SELECTED EXCERPT —
>> begin

Light Speed

It has been my understanding that Einstein concluded that nothing can be accelerated faster than the speed of light because in order to do that you would need an infinite amount of energy. He did not preclude that particles could have been created in the Big Bang traveling faster than the speed of light. Didn’t scientists theorize such particles, called “tachyons,” but could not either prove or disprove the existence of such matter since they could not interact with the Universe?

No, it’s not just that time appears to be flowing backwards because the light is arriving in the reverse order. Even if you take the signal delay into account, time would still be flowing backwards. Effects would literally happen before causes.

Time isn’t a constant. The flow of time depends on relative movement. If I’m moving relative to you, I’ll measure time differently than you do.

Nothing with mass could be accelerated TO the speed of light since it would require infinite energy. The speed limit of objects with mass is always less than c.

No, you’re not. Einstein was a theory guy. You are evidently a guy who thinks it’s too much trouble to crack a Brian Greene pop sci book, let alone a physics textbook, and yet you still think hey, my opinion is as good as anyone else’s, and who died and made Einstein king?

>> end

EXERCISE REQUIREMENTS —
- A) Answer these questions about the light speed discussion:
(i) What name does the text give to particles theorized to travel faster than light?
(ii) What does the flow of time depend on?
(iii) What is the speed limit of objects with mass?
- B) Carry on the light speed discussion from its last sentence, keeping its tone and topic.

AVAILABLE DATA —
>> begin

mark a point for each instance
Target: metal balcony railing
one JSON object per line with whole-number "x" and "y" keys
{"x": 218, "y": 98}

>> end

ANSWERS TO THE EXERCISE —
- A)
(i) Tachyons.
(ii) Relative movement.
(iii) Always less than c.

- B)
This is not a case of scientists sitting around a cracker barrel swapping opinions, and the most famous guy wins. Relativity and quantum theory are all laid out in textbooks, from first principles. Countless sophisticated experiments, performed over decades, have confirmed them to the limit of measurement. But since they deal with speeds and sizes that humans don’t directly experience, they contradict “common sense.” Tough. Your PC works anyway.

If you have only average intelligence, you may be simply incapable of understanding them in detail. But if you are really smart (like valedictorian smart), with a good aptitude for math and physics, you can probably become competent in them with six or seven years of full time study. Until then, although you may be entitled to give your opinions about them, nobody should take those opinions seriously.

Sorry, but that’s the way it is.

Actually, a good book can introduce even a schlub like me to the basics of the subject, with no more math than square roots (okay, a little algebra and trig) and in less than a year.

Tensors, on the other hand… (Shudder!)

The basics of special relativity, yes. Competence (i.e., the ability to solve moderately difficult quantitative problems) in GR and QFT, no.

But your point is well taken. Any attempt to actually study science, even at a pre-calc level, is infinitely better than simply saying, “That doesn’t sound right to me.” I don’t see much difference between the OP and a creationist.

And he has a perfect right to be that way. I don’t expect any layman to devote the time and effort it would take to reach that level of competence. What set off my rant was his characterization of himself as a “theory guy,” as opposed (in his mind) to someone who uses math. I’m a (retired) mathematician, and my nephew is a theoretical physicist, and I only wish I could keep up with him.

I didn’t see that as a rant at all, more like a wake up call. I like to sit around and ponder things myself, but I don’t take myself too seriously.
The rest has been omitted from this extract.